++++ EXCERPTED TEXT

Posted: 27th September 2022 09:26

Once upon a time, being born or becoming a U.S. citizen was the gold standard of citizenships, worldwide. The lure of the American Dream drove millions the world over to acquire the coveted U.S. passport for voting, travelling abroad relatively freely, migrating other family, holding elective offices and living in relative peace, stability and abundance. However, beginning with the 21st century, outbound and global migration began for U.S. residents and citizens alike.[1] 9/11 brought to light that the U.S. was vulnerable to terrorism. Increased enforcement and decreased immigration by the best and brightest, an increasingly polarised political system and major change to tax laws have resulted in the highest numbers of renunciants of U.S. citizenship in U.S. history.[2] 6,705 renounced their U.S. citizenship in 2020, which was more than double the year before.[3]
Since 2010, the Foreign Account Tax Compliance Act requires Form 8938 be filed with the IRS if individuals’ foreign assets meet a minimum threshold. This may be the single biggest factor in increased renunciations, by citizens who do not wish to disclose their assets. Simultaneously, the Immigration and Nationality Act made inadmissible for the first time, individuals who renounce their citizenship to avoid U.S. taxes as well as potentially holding them criminally liable.[4] The U.S. is one of few countries to tax citizens and residents based on their worldwide income. The U.S. discourages renouncing citizenship.[5] Because they view it as a very serious decision with drastic consequences, not just to the U.S. tax base, but to the U.S. citizen who would be inadmissible until he qualified for a U.S. visa, which could be never. If he were not a citizen elsewhere, he could be rendered stateless as well, amongst other serious consequences.

++++++++
++++ RECORD SET

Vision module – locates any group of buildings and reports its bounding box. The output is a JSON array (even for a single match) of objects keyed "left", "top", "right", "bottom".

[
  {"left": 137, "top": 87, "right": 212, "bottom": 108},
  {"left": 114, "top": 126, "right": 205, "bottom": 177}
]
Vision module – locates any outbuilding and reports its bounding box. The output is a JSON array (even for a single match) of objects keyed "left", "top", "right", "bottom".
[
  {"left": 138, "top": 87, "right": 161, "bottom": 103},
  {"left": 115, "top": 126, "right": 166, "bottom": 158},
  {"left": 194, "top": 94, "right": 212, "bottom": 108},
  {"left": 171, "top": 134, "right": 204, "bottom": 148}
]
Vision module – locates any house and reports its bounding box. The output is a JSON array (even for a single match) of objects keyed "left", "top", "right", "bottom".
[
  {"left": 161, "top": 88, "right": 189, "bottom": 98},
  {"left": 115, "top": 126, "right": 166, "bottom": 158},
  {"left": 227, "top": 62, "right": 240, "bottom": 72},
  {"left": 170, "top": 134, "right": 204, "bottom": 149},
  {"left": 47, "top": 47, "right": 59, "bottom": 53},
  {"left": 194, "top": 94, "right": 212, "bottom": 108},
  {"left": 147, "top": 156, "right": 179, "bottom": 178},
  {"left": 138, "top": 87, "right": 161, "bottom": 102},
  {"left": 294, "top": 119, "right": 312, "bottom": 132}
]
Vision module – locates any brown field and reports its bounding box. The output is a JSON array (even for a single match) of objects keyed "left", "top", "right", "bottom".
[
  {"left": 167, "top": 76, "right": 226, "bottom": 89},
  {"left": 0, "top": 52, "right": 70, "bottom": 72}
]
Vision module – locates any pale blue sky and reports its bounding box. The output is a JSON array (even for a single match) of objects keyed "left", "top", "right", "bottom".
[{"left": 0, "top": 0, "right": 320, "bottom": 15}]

++++++++

--- WORK INSTRUCTION ---
According to the excerpt above on renouncing U.S. citizenship, how many people gave up their U.S. citizenship in 2020? Please answer briefly.

--- FINAL ANSWER ---
6,705 people, more than double the number from the year before.